• Selected excerpt
((

Lei Xiong
Postdoctoral Scholar
Genetics
Stanford University
My research interests are centered on the development and application of innovative deep learning approaches to solve complex biological questions, with a primary focus on advancing our understanding of gene regulation and cellular diversity. To achieve this goal, I build models that can effectively capture and interpret complex features from biological datasets, which provides new insights into fundamental biological processes. Specifically, I will Decipher Mechanisms of Macrophage Dynamics and Cellular Crosstalk in Cancer. Through my work, I aim to drive significant advances in the field of single-cell multiomics and regulatory DNA sequence, which has the potential to contribute to a better understanding of human health and disease.
Feel free to reach out by email jsxlei at gmail.com or other social media listed above!
Education
Tsinghua University
Ph.D. in Computational Biology
Advisor: Prof.Qiangfeng Cliff Zhang
Thesis: Artificial intelligence method for single-cell ATAC-seq data via feature extraction
University of Science and Technology of China (USTC)
B.S. in Biology, Shitsan Pai Talent Program in Life Sciences
Advisor: Prof.Nieng Yan
Thesis: Structure basis and transport mechanism of membrane protein GLUT3
News
Our work Deep learning prediction of ribosome profiling with Translatomer reveals translational regulation and interprets disease variants was published on Nature Machine Intelligence.

))

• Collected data
((

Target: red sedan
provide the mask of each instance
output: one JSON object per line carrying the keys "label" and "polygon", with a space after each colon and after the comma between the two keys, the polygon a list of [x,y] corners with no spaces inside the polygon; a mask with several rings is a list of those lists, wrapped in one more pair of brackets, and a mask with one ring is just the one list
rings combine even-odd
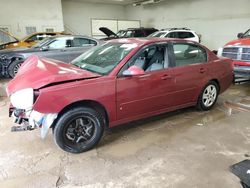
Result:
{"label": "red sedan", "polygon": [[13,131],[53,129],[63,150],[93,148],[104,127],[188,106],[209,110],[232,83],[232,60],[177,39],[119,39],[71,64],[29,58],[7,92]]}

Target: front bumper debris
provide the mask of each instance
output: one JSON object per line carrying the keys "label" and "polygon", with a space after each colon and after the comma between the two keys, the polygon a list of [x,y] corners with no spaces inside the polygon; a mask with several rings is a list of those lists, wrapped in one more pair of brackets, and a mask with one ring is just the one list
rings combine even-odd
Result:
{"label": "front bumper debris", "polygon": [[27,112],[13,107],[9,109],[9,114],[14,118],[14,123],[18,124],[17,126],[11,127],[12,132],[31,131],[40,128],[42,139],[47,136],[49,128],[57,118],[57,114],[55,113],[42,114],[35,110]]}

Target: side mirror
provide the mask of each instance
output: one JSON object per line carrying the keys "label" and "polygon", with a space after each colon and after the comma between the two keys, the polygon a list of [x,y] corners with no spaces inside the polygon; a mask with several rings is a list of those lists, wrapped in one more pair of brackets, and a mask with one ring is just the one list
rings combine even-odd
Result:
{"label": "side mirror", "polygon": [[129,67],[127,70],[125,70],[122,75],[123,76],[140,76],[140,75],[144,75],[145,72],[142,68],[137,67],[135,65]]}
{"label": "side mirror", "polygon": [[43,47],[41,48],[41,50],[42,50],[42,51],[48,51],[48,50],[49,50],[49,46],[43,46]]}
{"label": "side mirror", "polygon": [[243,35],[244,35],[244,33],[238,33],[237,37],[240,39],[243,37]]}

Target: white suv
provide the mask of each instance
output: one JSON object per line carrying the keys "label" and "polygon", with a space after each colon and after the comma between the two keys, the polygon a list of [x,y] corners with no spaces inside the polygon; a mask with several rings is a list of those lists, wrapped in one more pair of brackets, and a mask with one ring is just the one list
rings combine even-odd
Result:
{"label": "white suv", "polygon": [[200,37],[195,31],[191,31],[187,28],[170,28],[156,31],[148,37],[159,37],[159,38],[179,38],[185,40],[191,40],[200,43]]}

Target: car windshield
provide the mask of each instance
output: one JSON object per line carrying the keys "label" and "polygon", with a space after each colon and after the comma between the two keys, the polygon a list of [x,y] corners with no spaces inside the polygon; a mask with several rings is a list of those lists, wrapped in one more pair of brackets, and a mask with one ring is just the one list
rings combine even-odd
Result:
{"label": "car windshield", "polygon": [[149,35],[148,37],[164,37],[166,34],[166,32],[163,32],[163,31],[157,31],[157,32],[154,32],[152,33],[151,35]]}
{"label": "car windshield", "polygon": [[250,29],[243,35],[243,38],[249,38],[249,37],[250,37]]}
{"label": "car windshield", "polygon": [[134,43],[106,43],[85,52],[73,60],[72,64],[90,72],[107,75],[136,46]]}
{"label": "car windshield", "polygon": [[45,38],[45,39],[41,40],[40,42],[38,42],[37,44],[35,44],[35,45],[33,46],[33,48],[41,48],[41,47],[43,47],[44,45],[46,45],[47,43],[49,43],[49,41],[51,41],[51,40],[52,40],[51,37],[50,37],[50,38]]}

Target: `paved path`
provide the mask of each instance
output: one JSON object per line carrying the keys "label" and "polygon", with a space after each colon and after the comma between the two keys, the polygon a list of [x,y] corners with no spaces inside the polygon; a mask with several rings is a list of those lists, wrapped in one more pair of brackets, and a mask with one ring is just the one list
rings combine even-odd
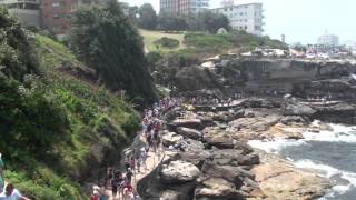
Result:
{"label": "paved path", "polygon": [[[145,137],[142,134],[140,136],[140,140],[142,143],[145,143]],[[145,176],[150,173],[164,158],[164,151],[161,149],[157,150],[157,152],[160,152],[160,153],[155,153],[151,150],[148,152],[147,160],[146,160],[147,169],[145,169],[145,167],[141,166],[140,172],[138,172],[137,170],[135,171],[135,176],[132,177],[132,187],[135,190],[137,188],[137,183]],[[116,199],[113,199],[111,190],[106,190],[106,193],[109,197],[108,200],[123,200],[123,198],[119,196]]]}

))
((

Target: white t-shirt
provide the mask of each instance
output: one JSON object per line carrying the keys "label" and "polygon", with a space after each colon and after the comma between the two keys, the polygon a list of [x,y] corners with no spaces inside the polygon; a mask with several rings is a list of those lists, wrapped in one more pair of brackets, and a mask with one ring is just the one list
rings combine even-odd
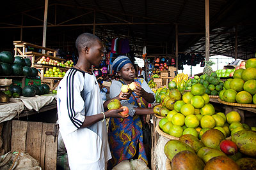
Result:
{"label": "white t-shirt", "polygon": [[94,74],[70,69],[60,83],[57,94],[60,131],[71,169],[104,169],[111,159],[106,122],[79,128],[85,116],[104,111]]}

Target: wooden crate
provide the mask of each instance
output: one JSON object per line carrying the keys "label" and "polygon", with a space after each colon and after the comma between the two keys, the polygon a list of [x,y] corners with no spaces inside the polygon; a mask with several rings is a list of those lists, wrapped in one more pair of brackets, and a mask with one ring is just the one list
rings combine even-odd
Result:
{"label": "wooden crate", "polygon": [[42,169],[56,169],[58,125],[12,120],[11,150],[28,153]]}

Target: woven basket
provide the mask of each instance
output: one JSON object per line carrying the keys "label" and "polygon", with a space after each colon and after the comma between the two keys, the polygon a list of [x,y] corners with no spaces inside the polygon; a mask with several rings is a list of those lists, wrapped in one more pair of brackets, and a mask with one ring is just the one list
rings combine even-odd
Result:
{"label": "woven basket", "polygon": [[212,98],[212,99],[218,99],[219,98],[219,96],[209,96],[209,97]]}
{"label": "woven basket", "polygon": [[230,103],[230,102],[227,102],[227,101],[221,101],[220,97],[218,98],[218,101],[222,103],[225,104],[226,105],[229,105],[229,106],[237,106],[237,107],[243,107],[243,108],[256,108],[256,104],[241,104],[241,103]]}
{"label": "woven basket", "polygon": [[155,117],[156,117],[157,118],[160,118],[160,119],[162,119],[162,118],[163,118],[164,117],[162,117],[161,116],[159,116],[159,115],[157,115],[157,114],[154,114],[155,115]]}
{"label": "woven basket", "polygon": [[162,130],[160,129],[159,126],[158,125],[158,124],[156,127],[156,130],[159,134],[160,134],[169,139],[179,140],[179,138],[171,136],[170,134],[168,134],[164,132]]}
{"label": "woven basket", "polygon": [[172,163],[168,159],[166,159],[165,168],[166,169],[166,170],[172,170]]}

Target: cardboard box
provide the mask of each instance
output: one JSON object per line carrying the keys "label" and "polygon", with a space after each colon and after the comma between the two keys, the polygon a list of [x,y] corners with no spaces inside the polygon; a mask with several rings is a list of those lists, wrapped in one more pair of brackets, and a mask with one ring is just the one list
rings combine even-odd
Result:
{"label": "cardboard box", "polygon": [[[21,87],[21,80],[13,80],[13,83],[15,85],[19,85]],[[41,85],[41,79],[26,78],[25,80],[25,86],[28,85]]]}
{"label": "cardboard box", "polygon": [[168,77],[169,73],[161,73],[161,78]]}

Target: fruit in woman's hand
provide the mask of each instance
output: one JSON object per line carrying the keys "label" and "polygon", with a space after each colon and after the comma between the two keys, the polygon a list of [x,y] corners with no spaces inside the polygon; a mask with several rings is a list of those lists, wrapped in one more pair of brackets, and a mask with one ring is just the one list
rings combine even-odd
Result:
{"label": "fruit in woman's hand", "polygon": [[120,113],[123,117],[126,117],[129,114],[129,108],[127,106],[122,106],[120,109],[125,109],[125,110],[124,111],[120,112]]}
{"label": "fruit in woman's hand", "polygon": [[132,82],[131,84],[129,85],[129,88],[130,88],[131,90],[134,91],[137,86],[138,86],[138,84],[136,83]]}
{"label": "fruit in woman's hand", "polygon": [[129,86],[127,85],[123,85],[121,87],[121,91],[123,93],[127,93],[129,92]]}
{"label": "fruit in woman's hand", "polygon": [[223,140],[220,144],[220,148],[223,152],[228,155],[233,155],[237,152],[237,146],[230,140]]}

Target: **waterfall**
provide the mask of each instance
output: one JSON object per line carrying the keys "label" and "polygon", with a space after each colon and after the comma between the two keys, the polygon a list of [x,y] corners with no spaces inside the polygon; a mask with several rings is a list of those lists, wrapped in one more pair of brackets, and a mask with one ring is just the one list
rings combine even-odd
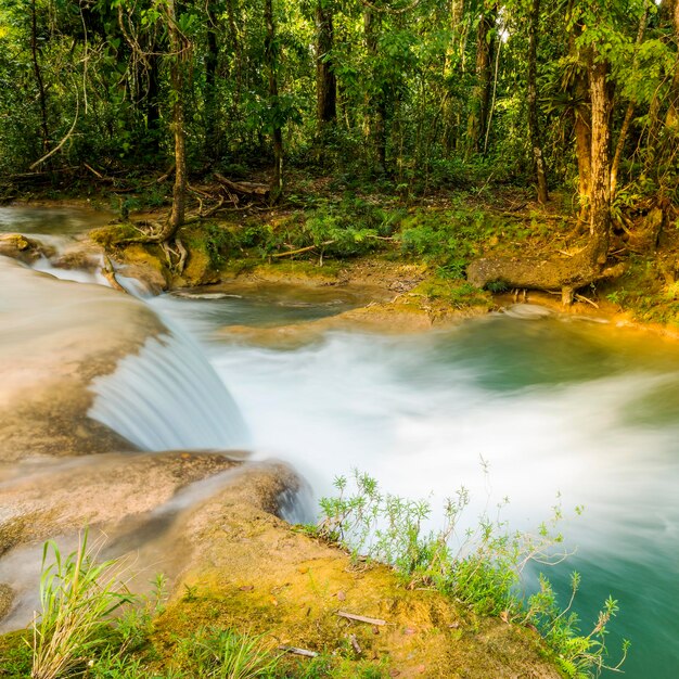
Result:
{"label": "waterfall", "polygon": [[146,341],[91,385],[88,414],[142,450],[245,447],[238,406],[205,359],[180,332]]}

))

• What you will do
**a.** Translate this sentence from the researcher profile into Spanish: "To achieve this goal, I build models that can effectively capture and interpret complex features from biological datasets, which provides new insights into fundamental biological processes."
**b.** Resume the researcher profile after its last line and extend it.

• Answers by item
**a.** Para lograr este objetivo, construyo modelos que pueden captar e interpretar de manera eficaz características complejas de conjuntos de datos biológicos, lo que aporta nuevas perspectivas sobre procesos biológicos fundamentales.

**b.**
Our work A versatile informative diffusion model for single-cell ATAC-seq data generation and analysis was accepted by NeurIPS 2024
Awarded School of Medicine Dean’s Postdoctoral Fellowship, Stanford.
Join Prof.Anshul Kundaje lab in Genetics at Stanford, also co-supervised by Prof.Mike Bassik.
Our workshop paper scCLIP: Multi-modal Single-cell Contrastive Learning Integration Pre-training was presented on NeurIPS 2023 AI4Science workshop
Our work Online single-cell data integration through projecting heterogeneous datasets into a common cell-embedding space was published on Nature Communications.
Join Prof.Manolis Kellis lab in CSAIL at MIT and Broad Institute of MIT and Harvard.
Awarded Outstanding Doctoral Dissertation Award of Tsinghua University.
Awarded Outstanding Graduate of Beijing.
PhD. thesis Defense.
Our work SCALE was awarded Top 10 Algorithms and Tools for Bioinformatics in China in 2019.
Our work SCALE was awarded Top 10 Advances in Bioinformatics in China in 2019
Our work SCALE method for single-cell ATAC-seq analysis via latent feature extraction was published on Nature Communications.
Publications
2024
Deep learning prediction of ribosome profiling with Translatomer reveals translational regulation and interprets disease variants.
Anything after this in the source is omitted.